Work to complete: Below are records; how many of their lines contain "bird"? Reply with the number and no other words.
--- START ---
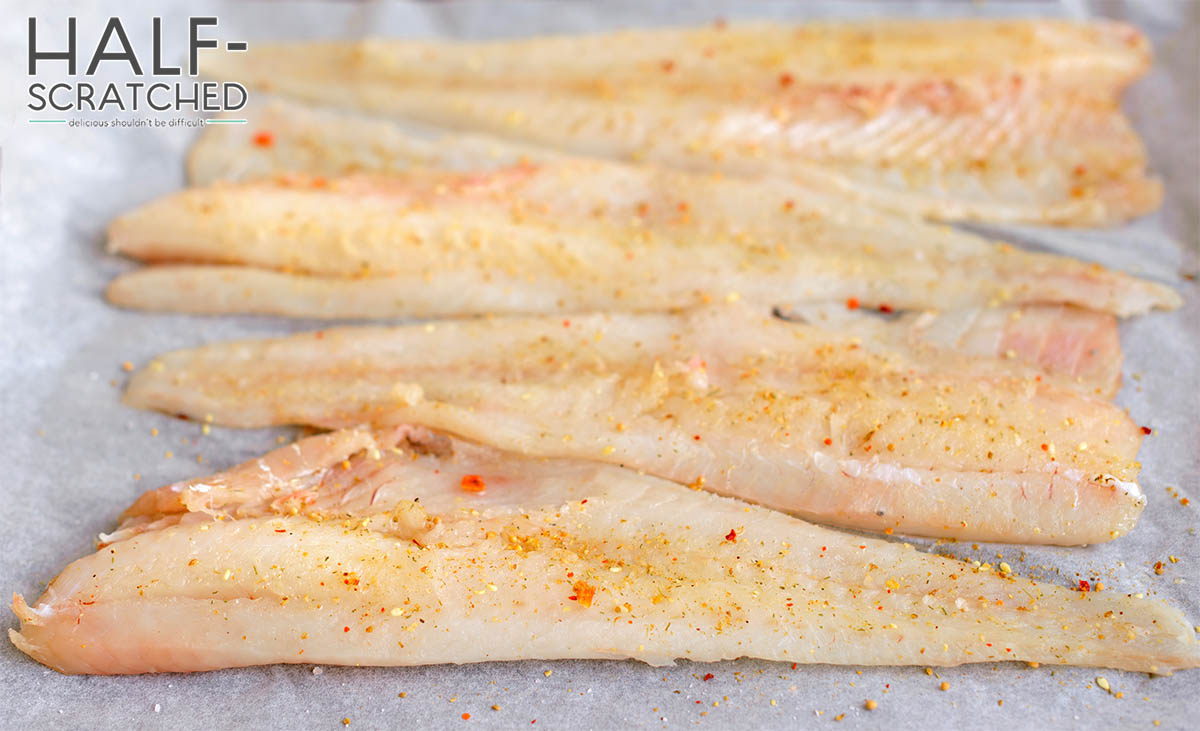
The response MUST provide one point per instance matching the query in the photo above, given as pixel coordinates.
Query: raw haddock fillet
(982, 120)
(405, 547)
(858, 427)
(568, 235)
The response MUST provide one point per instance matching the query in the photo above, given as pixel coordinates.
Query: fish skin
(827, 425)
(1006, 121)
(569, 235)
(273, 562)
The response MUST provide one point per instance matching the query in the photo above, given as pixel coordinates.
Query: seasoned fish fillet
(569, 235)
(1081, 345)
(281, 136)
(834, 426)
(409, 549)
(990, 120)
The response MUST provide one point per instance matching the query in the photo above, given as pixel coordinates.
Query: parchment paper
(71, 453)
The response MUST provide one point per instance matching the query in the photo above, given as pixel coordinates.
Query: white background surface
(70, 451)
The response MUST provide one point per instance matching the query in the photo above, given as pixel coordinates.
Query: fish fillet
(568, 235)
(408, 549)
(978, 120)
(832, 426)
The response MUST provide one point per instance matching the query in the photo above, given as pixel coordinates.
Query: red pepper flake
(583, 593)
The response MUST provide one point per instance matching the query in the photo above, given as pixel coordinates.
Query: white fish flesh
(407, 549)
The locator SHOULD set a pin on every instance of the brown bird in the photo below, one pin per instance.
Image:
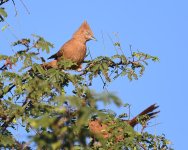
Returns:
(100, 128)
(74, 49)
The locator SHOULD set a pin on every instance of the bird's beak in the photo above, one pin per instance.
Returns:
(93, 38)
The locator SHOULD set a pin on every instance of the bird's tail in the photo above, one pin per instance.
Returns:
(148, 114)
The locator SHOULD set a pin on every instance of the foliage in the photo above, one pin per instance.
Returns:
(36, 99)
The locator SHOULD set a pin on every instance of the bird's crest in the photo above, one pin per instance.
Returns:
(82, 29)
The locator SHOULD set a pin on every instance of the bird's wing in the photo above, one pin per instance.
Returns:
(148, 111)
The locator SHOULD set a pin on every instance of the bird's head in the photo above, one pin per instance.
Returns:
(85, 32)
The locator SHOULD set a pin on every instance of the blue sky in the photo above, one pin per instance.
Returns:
--- END ---
The completed task: 6